Beware the feet
There are still places where people go barefoot most of their lives, their feet thus becoming thicker than the toughest footwear imaginable. But even the most isolated groups have discovered the advantages of footwear, and today we have all kinds, with social rules on what to wear, when and where.
Until not too long ago, slippers were called tsinelas, with its connotations of pangbahay (for the house) or being pobre, poor. The rules were more flexible for women, who would wear shoes (high heels were still the norm) to the office, and then, while behind the office desk, change to slippers. But for men, slippers in an office was unthinkable. Blue-collar workers, on the other hand, could wear slippers even on construction sites.
How rules have changed. Even rubber slippers have been renamed flip-flops, or one of the expensive brand names like Havaianas, even if only knockoffs. In recent years, we’ve seen slippers with sports brand logos like Nike, Adidas and many more, made out of thin rubber. These reinvented tsinelas are worn everywhere now, including to school and in offices.
I know that for the poor, the slippers ensure that the shoes, safely kept at home for special occasions, last much longer. But I wonder if it should be the other way around. Slippers are made of light materials, not meant for tough conditions, especially the streets of Manila and our cities. It’s not surprising that people end up having to buy new slippers all the time, ending up spending more — given how expensive these slippers can be — than you would on a good, sturdy pair of shoes.
I worry most about the safety aspect. Back in 2000, I had a student volunteering to be my assistant for an anthropology field school, but the day we arrived at the site, he had an accident, fracturing a leg playing basketball. The people in the village blamed the dili ingon nato (the not-like-us) who come out at dusk to cause mischief. But I felt he fractured his leg because he was playing basketball in slippers, something very common in the Philippines, and slippers just can’t take the impact of basketball jumping and landing.
Even worse than flip-flops are those boasting sports brands, which are only slightly better than hotel giveaways meant only for room use. As if the risks weren’t enough, people now wear socks with the slippers, because the socks make slippers, well, slippery.
With slippers, you just can’t run as fast, whether to catch a bus or jeep, or to flee from a disaster scene, or, in rallies, from pursuing police or military.
The risks with slippers range from the minor — being stepped on, for example, although that, too, can be very painful — to stubbed toes, sprains and even fractures. The thin soles also mean constant wear and tear on your muscles and tendons, the damage radiating upward through the legs, to the knees and even hips. With slippers, too, you’re more prone to stepping on sharp objects on the ground that can land you in the emergency room with bleeding, and a risk for tetanus.
The better building and road contractors now forbid slippers among their workers, but you still see many violations. Workers shrug their shoulders, arguing that safety shoes are too heavy and too hot.
I worry even more about driving in slippers, because you need force to step on the brakes or to shift gears. Likewise, with a motorcycle, I wouldn’t wear slippers even to drive short distances, given how the feet are so crucial for many of the motorbike maneuvers (including, in the Philippines, signaling when you’re turning left or right).
One more tirade against slippers: I find them disrespectful when used at certain occasions like weddings. I’m uncomfortable even with slippers in classrooms, because some students (and faculty) can be quite sloppy with their foot hygiene: toenails looking like an eagle’s talons, and feet looking like you just came from a swamp. The worst discourtesy is to put up such feet, with equally dirty slippers, on the chair in front of you.
If you must — people who are more prone to fungal infections and want to keep their feet aired, for example — sandals are a good alternative, with straps that stabilize your feet.
Going barefoot still has its place in our times. And slippers are still great in your room, the house, informal gatherings, the beach, maybe even the wet market. But beware the section selling crabs.

> PROBLEM REQUIREMENTS
Please say whether each statement agrees with the slippers text above, answering yes or no and quoting the deciding words: 1. In the past, men could wear slippers in an office. 2. Construction workers say safety shoes are too heavy and too hot. 3. Sandals with straps are offered as an alternative to slippers.

> SUPPLIED MATERIAL
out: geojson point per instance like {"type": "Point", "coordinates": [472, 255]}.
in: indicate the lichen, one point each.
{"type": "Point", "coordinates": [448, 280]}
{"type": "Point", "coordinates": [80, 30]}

> SOLUTION FOR THIS EXERCISE
1. No: "But for men, slippers in an office was unthinkable."
2. Yes: "Workers shrug their shoulders, arguing that safety shoes are too heavy and too hot."
3. Yes: "sandals are a good alternative, with straps that stabilize your feet."